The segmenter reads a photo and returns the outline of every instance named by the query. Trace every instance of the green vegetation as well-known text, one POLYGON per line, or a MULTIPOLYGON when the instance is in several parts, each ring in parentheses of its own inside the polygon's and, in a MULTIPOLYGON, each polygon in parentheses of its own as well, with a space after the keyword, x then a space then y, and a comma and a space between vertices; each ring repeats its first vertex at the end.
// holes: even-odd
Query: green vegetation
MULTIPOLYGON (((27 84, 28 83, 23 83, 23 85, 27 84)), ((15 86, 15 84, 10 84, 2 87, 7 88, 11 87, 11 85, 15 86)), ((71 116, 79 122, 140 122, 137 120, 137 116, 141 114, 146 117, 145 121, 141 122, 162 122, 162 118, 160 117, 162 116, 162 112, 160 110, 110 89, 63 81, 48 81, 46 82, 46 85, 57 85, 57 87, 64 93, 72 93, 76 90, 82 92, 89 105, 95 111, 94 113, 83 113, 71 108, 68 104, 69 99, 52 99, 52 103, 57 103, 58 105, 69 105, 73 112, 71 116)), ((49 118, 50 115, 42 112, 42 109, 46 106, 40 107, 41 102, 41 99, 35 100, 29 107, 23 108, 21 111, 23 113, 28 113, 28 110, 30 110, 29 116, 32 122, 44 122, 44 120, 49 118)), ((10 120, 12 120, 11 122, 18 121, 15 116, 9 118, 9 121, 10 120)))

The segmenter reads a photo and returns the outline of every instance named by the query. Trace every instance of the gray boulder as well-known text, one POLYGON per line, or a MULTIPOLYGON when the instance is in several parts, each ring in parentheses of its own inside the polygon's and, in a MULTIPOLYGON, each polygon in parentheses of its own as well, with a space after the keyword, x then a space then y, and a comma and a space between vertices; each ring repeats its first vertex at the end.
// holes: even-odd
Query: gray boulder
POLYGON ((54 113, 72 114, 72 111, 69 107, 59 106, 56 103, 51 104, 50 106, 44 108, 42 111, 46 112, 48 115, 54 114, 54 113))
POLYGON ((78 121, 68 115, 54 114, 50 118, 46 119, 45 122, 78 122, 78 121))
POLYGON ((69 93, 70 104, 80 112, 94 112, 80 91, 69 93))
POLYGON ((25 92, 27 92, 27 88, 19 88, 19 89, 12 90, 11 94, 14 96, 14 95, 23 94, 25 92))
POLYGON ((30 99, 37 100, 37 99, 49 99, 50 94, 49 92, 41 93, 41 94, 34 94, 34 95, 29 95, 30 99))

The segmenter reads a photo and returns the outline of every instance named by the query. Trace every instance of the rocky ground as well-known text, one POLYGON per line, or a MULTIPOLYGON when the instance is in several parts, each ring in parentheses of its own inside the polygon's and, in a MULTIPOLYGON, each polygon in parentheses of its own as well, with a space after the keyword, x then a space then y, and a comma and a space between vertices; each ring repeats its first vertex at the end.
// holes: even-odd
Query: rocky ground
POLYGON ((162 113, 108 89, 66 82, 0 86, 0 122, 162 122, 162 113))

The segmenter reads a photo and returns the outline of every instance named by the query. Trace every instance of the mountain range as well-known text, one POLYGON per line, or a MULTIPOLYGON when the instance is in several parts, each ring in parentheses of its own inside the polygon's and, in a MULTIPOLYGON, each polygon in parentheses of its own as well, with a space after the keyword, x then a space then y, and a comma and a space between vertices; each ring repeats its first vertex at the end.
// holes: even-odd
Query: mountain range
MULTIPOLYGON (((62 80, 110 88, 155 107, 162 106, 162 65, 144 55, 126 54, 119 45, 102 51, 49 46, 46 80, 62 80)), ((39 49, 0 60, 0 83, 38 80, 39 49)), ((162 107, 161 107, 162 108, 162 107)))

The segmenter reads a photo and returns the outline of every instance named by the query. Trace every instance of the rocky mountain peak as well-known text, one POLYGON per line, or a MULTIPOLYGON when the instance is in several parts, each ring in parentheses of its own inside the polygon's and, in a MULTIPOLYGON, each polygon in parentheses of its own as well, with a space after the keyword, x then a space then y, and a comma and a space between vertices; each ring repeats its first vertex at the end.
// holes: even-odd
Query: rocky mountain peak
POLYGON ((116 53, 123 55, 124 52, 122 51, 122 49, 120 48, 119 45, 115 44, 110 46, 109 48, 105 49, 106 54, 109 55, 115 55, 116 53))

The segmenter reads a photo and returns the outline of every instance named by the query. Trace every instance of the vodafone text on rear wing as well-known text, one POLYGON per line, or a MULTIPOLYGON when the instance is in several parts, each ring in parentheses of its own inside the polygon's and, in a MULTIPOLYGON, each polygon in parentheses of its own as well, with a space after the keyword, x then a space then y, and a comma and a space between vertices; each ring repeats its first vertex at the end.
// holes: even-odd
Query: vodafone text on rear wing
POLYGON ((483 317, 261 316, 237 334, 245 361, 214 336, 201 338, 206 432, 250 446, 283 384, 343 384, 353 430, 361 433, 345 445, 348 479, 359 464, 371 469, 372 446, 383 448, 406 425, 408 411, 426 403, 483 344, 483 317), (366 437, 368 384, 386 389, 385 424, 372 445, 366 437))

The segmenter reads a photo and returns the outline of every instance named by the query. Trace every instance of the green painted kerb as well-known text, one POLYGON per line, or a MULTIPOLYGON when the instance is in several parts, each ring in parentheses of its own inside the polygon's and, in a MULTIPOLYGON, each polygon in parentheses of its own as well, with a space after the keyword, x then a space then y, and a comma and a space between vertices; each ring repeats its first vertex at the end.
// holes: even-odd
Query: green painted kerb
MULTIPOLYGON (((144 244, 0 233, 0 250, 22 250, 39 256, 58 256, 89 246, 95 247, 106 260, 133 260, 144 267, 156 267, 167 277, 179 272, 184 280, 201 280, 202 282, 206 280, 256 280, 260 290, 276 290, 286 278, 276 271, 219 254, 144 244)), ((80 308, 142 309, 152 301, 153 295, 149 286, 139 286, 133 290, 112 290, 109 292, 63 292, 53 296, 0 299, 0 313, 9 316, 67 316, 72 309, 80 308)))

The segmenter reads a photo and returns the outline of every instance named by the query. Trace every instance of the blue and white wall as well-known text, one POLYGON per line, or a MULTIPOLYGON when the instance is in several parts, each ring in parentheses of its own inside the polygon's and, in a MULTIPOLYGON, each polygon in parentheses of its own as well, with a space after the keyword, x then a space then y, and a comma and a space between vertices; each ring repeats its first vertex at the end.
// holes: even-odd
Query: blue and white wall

*-*-*

What to do:
Retype every one of the lines above, character for character, with nothing changed.

Task answer:
The segmenter reads a photo and returns the outline of every instance named by the query. Trace every instance of the green vegetation as well-known text, one POLYGON per line, or a MULTIPOLYGON when the instance is in several parts, each ring in parentheses of its own inside the polygon's and, in a MULTIPOLYGON, each polygon in parentheses of its own as well, with a space after the keyword, x then a space then y, and a comma and a space between vertices; each ring repeats its first vertex at the end.
// holes: even-odd
Query: green vegetation
MULTIPOLYGON (((27 84, 28 83, 23 83, 23 85, 27 84)), ((15 86, 15 84, 10 84, 2 87, 7 88, 11 87, 11 85, 15 86)), ((71 116, 79 122, 140 122, 137 120, 137 116, 141 114, 146 117, 145 121, 141 122, 162 122, 162 118, 160 117, 162 116, 162 112, 160 110, 110 89, 63 81, 48 81, 46 82, 46 85, 57 85, 57 87, 64 93, 72 93, 76 90, 82 92, 89 105, 95 111, 94 113, 83 113, 71 108, 68 104, 69 99, 52 99, 52 103, 57 103, 58 105, 69 105, 73 112, 71 116)), ((49 118, 50 115, 42 112, 42 109, 46 106, 40 107, 41 102, 41 99, 35 100, 29 107, 23 108, 21 111, 23 113, 28 113, 28 110, 30 110, 29 116, 32 122, 44 122, 44 120, 49 118)), ((10 120, 12 120, 11 122, 18 121, 15 116, 9 118, 9 121, 10 120)))

The segmenter reads a photo and returns the outline of every instance named by the query. Trace every instance of the gray boulder as well-known text, one POLYGON per line, or a MULTIPOLYGON when the instance is in several parts, each ring in parentheses of its own inside the polygon's and, in a MULTIPOLYGON, each polygon in parentheses of its own as well, with a space after the keyword, x then a space then y, and a comma and a space between vertices; each ring repeats its first vertex at the end.
// holes: even-odd
Query: gray boulder
POLYGON ((54 113, 72 114, 72 111, 69 107, 59 106, 56 103, 51 104, 50 106, 44 108, 42 111, 46 112, 48 115, 54 114, 54 113))
POLYGON ((78 121, 68 115, 54 114, 50 118, 46 119, 45 122, 78 122, 78 121))
POLYGON ((69 93, 70 104, 80 112, 94 112, 80 91, 69 93))
POLYGON ((25 92, 27 92, 27 88, 19 88, 19 89, 12 90, 11 94, 14 96, 14 95, 23 94, 25 92))
POLYGON ((30 99, 37 100, 37 99, 49 99, 50 94, 49 92, 41 93, 41 94, 34 94, 34 95, 29 95, 30 99))

The segmenter reads a photo and returns the outline of every instance named by the query. Trace every instance of the rocky ground as well-known text, one POLYGON per line, or a MULTIPOLYGON when the instance is in several parts, each ring in parentheses of its own inside the polygon's and, in a MULTIPOLYGON, each polygon in parentheses of its own as well, with a space after the keyword, x then a space then y, and a comma and a space between vertices; each ring repeats its first vertex at the end.
// holes: even-odd
Query: rocky ground
POLYGON ((162 113, 108 89, 66 82, 0 86, 0 122, 162 122, 162 113))

The segmenter reads a photo and returns the outline of every instance named by the query. Trace every instance of the mountain range as well-known text, one POLYGON per line, or a MULTIPOLYGON when the instance is in several parts, each ring in parentheses of its own inside the polygon's and, in a MULTIPOLYGON, each polygon in parentheses of its own as well, with a space after the keyword, x then a space then y, and a comma and a space between vertices; each ring repeats its first vertex at the end.
// holes: even-odd
Query: mountain range
MULTIPOLYGON (((62 80, 110 88, 155 107, 162 106, 162 65, 144 55, 126 54, 119 45, 102 51, 49 46, 46 80, 62 80)), ((39 49, 0 60, 0 83, 38 80, 39 49)), ((162 107, 161 107, 162 108, 162 107)))

The segmenter reads a photo and returns the outline of every instance named by the query. Trace every instance of the rocky mountain peak as well-known text, one POLYGON per line, or a MULTIPOLYGON when the instance is in several parts, each ring in parentheses of its own inside the polygon's and, in a MULTIPOLYGON, each polygon in parentheses of its own as well, with a space after the keyword, x then a space then y, and a comma and a space between vertices; each ring repeats its first vertex at the end.
// holes: even-odd
Query: rocky mountain peak
POLYGON ((116 53, 123 55, 124 52, 122 51, 122 49, 120 48, 119 45, 115 44, 110 46, 109 48, 105 49, 106 54, 109 55, 115 55, 116 53))

The segmenter reads a photo and returns the outline of every instance named by the query. Trace every instance of the vodafone text on rear wing as well-known text, one POLYGON per line, or a MULTIPOLYGON when the instance is in several parts, each ring in parentheses of its own inside the polygon's and, in a MULTIPOLYGON, each polygon in parentheses of its own as well, with a space after the keyword, x then a space then y, and a comma and a space between vertices; each ring repeats its first vertex at the end.
// holes: even-odd
Query: vodafone text on rear wing
POLYGON ((483 317, 261 316, 237 334, 245 361, 214 336, 201 338, 206 432, 250 446, 283 384, 343 384, 353 430, 361 433, 345 445, 348 479, 359 464, 371 469, 372 446, 383 448, 406 425, 408 411, 426 403, 483 344, 483 317), (366 437, 368 384, 386 389, 385 424, 372 445, 366 437))

The segmenter reads a photo and returns the outline of every instance named by the query. Trace every instance of the green painted kerb as well-known text, one POLYGON per line, or a MULTIPOLYGON when the instance is in several parts, each ring in parentheses of its own inside the polygon's and, in a MULTIPOLYGON, each polygon in parentheses of its own as well, with a space after the keyword, x then a space then y, and a comma and a space between vertices; each ring repeats its first vertex at the end.
// holes: even-odd
Query: green painted kerb
MULTIPOLYGON (((144 244, 0 233, 0 250, 22 250, 39 256, 58 256, 89 246, 95 247, 106 260, 133 260, 144 267, 156 267, 167 277, 179 272, 184 280, 201 280, 202 282, 206 280, 256 280, 260 290, 276 290, 286 278, 276 271, 219 254, 144 244)), ((80 308, 142 309, 152 301, 153 295, 149 286, 139 286, 133 290, 112 290, 109 292, 63 292, 53 296, 0 299, 0 313, 9 316, 67 316, 72 309, 80 308)))

The segmenter reads a photo and returns the outline of every instance named by the query. Trace every instance of the blue and white wall as well-known text, one POLYGON per line, or a MULTIPOLYGON when the instance is in several parts, each ring in parentheses of its own inside the polygon's and, in a MULTIPOLYGON, each polygon in parentheses of its own as well, with a space after the keyword, x then a space then y, and a comma and a space between vertices; each ring repeats its first vertex at the end.
// holes: even-odd
Query: blue and white wall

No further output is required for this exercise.